• _Exercise description_:
Pick out every line in the data that contains the word "pillow", and copy each one.

• _Data for this exercise_:

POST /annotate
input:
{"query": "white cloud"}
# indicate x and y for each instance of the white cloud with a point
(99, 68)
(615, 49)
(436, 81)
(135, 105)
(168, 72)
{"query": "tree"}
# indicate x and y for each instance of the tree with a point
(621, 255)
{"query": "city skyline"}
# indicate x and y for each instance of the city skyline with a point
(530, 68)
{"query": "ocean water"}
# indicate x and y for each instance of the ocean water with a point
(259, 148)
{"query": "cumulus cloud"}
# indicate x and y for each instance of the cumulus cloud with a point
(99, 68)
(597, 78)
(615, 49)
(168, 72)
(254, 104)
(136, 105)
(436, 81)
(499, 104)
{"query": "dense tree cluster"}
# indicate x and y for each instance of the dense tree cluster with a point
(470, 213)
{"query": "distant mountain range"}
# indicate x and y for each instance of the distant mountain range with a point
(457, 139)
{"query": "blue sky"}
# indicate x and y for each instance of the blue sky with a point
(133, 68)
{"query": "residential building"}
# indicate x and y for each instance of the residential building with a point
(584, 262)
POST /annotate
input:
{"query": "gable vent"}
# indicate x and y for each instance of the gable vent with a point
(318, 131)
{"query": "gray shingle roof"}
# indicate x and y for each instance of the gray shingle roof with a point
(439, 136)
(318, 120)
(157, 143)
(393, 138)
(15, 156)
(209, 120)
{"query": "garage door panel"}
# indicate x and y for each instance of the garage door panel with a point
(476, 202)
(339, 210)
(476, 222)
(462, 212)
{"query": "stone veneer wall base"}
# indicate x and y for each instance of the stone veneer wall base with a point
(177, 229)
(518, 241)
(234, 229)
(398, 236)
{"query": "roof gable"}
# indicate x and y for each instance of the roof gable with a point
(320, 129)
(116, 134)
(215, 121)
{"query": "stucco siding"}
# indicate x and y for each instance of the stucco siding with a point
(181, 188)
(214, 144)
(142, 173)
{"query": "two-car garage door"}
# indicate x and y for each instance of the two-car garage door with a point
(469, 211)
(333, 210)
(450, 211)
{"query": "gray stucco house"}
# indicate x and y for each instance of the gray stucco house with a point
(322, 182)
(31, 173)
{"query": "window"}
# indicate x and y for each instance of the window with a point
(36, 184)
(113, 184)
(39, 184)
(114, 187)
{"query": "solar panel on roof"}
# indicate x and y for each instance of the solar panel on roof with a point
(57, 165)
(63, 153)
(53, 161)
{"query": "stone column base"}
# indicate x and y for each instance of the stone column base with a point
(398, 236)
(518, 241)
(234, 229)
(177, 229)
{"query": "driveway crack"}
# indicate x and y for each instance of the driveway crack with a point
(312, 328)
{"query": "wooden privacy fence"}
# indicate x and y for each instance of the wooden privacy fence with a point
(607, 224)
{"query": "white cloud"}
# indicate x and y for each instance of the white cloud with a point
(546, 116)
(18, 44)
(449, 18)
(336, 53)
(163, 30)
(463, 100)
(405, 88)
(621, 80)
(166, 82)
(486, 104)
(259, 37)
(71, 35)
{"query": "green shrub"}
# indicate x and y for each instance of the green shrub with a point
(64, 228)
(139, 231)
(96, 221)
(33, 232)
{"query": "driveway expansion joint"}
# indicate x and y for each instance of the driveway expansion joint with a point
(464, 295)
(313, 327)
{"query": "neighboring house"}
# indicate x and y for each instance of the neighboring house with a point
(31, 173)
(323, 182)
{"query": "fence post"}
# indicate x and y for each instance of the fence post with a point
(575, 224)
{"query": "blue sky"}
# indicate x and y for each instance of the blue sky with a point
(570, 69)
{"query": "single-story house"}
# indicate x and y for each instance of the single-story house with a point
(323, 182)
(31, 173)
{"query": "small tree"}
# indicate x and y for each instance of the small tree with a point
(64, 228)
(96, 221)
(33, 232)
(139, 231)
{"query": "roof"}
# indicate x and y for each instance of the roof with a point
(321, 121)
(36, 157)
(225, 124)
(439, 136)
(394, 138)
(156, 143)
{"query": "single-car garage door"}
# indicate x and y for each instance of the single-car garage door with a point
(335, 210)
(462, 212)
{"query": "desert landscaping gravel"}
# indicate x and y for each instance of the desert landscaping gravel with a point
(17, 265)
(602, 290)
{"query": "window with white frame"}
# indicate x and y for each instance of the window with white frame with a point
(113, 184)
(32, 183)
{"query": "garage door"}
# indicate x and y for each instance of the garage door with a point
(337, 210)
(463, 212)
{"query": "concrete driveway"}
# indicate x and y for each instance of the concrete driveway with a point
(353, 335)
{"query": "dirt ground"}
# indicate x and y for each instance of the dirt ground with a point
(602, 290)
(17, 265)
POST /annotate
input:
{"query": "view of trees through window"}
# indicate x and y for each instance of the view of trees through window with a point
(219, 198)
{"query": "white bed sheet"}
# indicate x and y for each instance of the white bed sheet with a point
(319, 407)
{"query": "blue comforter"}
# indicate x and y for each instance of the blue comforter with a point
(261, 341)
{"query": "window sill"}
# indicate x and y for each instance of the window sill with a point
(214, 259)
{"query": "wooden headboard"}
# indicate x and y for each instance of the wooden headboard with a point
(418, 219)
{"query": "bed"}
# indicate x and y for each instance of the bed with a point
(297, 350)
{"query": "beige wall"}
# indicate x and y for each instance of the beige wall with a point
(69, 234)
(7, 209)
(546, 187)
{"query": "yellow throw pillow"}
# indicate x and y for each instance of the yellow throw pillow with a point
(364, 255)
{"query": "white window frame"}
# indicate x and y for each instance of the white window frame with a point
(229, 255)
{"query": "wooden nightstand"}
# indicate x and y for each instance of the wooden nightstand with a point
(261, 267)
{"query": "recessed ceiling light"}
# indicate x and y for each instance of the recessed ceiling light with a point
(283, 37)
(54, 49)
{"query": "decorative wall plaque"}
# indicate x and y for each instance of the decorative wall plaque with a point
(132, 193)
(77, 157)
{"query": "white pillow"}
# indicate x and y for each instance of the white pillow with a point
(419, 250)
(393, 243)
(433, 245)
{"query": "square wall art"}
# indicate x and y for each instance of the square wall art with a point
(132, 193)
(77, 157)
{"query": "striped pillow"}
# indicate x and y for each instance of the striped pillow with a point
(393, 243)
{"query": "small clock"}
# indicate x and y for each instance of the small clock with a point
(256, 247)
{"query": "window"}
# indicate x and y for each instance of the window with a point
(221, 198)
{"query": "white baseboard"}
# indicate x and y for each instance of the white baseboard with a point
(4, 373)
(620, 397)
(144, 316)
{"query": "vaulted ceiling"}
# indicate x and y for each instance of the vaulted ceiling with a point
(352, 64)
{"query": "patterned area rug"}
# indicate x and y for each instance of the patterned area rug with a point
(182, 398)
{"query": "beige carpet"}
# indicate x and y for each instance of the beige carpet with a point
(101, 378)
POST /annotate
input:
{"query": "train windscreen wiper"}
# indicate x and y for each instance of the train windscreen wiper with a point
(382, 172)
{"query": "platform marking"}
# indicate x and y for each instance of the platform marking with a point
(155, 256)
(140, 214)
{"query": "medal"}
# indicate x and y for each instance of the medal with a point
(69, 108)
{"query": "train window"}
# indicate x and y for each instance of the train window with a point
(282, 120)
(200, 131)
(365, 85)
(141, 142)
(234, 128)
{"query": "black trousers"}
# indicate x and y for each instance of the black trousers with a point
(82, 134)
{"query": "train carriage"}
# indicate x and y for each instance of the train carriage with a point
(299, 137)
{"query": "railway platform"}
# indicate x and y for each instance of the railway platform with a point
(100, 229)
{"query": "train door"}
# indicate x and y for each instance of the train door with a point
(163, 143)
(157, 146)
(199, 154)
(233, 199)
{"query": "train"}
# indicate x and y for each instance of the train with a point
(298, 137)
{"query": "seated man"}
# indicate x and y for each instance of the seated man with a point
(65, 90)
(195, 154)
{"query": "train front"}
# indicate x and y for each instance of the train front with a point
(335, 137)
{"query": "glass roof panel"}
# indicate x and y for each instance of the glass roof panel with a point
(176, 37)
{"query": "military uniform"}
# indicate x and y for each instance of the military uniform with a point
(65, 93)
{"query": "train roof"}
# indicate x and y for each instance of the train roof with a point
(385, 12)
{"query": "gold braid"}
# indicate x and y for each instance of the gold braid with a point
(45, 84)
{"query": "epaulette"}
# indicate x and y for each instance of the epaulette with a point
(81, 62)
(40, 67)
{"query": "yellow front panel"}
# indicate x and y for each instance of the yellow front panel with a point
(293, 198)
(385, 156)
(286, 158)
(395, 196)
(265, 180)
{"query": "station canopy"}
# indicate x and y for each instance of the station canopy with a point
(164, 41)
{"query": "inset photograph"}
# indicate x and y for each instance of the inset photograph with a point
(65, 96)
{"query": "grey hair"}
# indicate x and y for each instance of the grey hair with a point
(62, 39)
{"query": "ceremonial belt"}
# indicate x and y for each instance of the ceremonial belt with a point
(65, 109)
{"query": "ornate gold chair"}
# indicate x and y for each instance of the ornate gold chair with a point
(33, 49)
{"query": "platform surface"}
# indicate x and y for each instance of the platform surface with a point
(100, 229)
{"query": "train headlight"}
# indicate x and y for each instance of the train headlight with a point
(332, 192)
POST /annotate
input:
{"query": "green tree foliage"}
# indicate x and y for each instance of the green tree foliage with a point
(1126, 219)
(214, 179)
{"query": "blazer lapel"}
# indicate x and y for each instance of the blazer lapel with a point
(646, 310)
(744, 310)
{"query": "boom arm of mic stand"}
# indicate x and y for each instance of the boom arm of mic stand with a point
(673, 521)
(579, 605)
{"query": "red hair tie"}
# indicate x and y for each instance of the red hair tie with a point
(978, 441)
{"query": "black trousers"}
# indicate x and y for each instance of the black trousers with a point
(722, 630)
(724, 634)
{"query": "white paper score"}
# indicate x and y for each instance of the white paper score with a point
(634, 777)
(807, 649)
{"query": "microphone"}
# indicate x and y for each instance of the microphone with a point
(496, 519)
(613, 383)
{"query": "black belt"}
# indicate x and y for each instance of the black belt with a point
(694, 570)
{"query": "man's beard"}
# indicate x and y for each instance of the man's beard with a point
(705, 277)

• _Full answer_:
{"query": "yellow throw pillow"}
# indicate x and y for each instance of the yellow throw pillow with a point
{"query": "white pillow"}
# indicate x and y for each instance of the white pillow with a point
{"query": "striped pillow"}
# indicate x and y for each instance of the striped pillow with a point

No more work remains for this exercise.